- [Source passage]:
○ ○ ○ ○ ○ ○ ○
Today we got our first shot of COVID vaccine and welcomed the opportunity. My buddy, Charles, says he’ll wait awhile, it’s too early. His hesitancy is reinforced or perhaps rooted in the counsel of his older sister, a lifelong nurse who believes the vaccine has not had enough time to be proven, its potential side effects yet unrecognized. I try to explain that it can only work if we all participate, but my words are for naught. He can ward off sickness with his mind, he says, and has 69 years of experience to back him up. Such facts are not to be tampered with.
It’s ten degrees this morning, twenty in town. Our house is in a hole, a natural frost pocket where cold settles on clear and calm winter nights. I once ran a test and found a ten degree difference between the house and the county road up the hill. It’s oddly satisfying being in the hole. There is something purifying in deep cold and we welcome it, but only for short spurts. If it lingers too long it seeps through walls and across the floor so our feet get cold and pipes freeze and the appeal is lost. But for now it’s good, and the long term forecast says more is coming. The cross country ski trails we broke a couple days ago will be slick and fast today, so my stiff, overworked triceps need to get over it. Exuberance awaits.
○ ○ ○ ○ ○ ○ ○
- [Given material]:
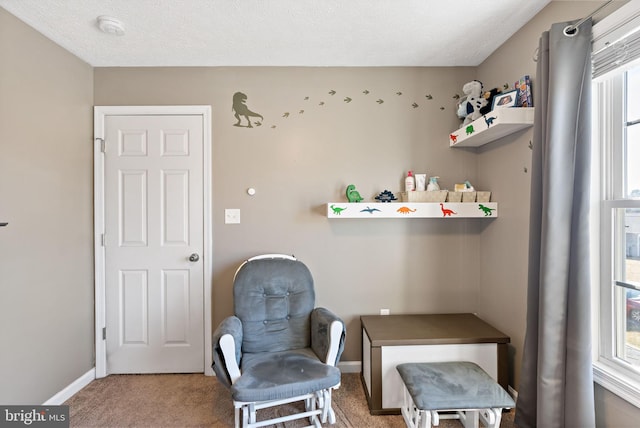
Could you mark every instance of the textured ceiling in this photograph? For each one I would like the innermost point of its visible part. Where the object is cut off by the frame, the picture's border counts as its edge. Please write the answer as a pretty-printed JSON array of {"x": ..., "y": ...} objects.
[{"x": 280, "y": 32}]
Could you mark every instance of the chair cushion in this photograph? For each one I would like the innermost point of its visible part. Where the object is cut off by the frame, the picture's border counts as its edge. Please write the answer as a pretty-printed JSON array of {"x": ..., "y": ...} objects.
○ ○ ○ ○ ○ ○ ○
- [Exercise requirements]:
A. In the source passage, what temperature difference did the test find between the house and the county road up the hill?
B. Retype the portion of the source passage between "It’s ten degrees" and "it. Exuberance awaits.", inclusive.
The material above was drawn from a different source than the source passage.

- [Answers below]:
A. The test found a ten degree difference.

B.
It’s ten degrees this morning, twenty in town. Our house is in a hole, a natural frost pocket where cold settles on clear and calm winter nights. I once ran a test and found a ten degree difference between the house and the county road up the hill. It’s oddly satisfying being in the hole. There is something purifying in deep cold and we welcome it, but only for short spurts. If it lingers too long it seeps through walls and across the floor so our feet get cold and pipes freeze and the appeal is lost. But for now it’s good, and the long term forecast says more is coming. The cross country ski trails we broke a couple days ago will be slick and fast today, so my stiff, overworked triceps need to get over it. Exuberance awaits.